→ **Problem details**: Transcribe each of the following lines word for word. Omit the pictures from your transcription.

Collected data
========================
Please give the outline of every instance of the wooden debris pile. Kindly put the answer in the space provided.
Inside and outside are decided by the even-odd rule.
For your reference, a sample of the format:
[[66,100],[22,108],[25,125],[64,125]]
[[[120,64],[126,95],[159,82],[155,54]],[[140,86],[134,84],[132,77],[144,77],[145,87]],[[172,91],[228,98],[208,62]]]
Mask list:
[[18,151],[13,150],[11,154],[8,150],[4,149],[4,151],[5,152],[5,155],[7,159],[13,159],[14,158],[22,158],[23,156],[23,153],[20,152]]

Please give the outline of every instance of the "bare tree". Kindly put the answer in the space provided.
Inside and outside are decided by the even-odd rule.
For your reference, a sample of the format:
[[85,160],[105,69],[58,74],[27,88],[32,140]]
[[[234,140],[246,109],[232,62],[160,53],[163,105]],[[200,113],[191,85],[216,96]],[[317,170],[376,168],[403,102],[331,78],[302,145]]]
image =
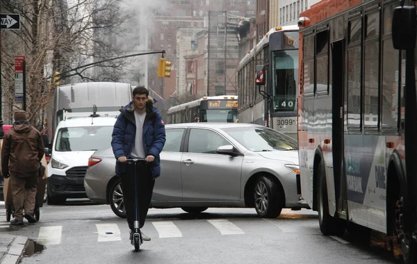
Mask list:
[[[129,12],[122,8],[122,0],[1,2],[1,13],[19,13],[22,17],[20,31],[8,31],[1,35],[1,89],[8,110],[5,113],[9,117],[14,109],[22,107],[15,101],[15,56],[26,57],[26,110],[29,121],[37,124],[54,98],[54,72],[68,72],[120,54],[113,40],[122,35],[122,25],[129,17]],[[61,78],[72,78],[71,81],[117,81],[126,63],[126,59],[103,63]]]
========================
→ **Result of this exercise**:
Please give the outline of every instance of the wooden debris pile. Kindly put the answer in the space provided.
Inside and outside are decided by the even-odd rule.
For your reference, a sample of the format:
[[66,100],[22,108],[25,125],[64,125]]
[[[120,64],[126,95],[159,82],[155,54]],[[140,86],[134,84],[132,77],[144,77],[145,87]],[[172,91],[228,98],[208,62]]]
Mask list:
[[18,151],[13,150],[11,154],[8,150],[4,149],[4,151],[5,152],[5,155],[7,159],[13,159],[14,158],[22,158],[23,156],[23,153],[20,152]]

Please give the outline of every instance of the "bare tree". Kindly put the answer in the space provided.
Inside and outside are decided by the even-odd rule.
For your reference, a sample of the format:
[[85,160],[105,69],[58,74],[27,88],[32,140]]
[[[234,140],[246,109],[232,62],[160,53],[163,105]],[[200,113],[191,85],[216,96]],[[317,170],[376,168],[403,102],[331,78],[302,145]]]
image =
Mask list:
[[[129,12],[122,8],[122,0],[1,2],[1,13],[19,13],[22,17],[20,31],[8,31],[1,35],[1,89],[8,110],[5,113],[9,117],[14,109],[22,107],[15,101],[15,56],[26,57],[26,110],[29,121],[37,124],[54,98],[54,72],[68,72],[120,54],[113,40],[122,35],[122,25],[129,17]],[[61,78],[72,78],[71,81],[117,81],[126,63],[126,59],[103,63]]]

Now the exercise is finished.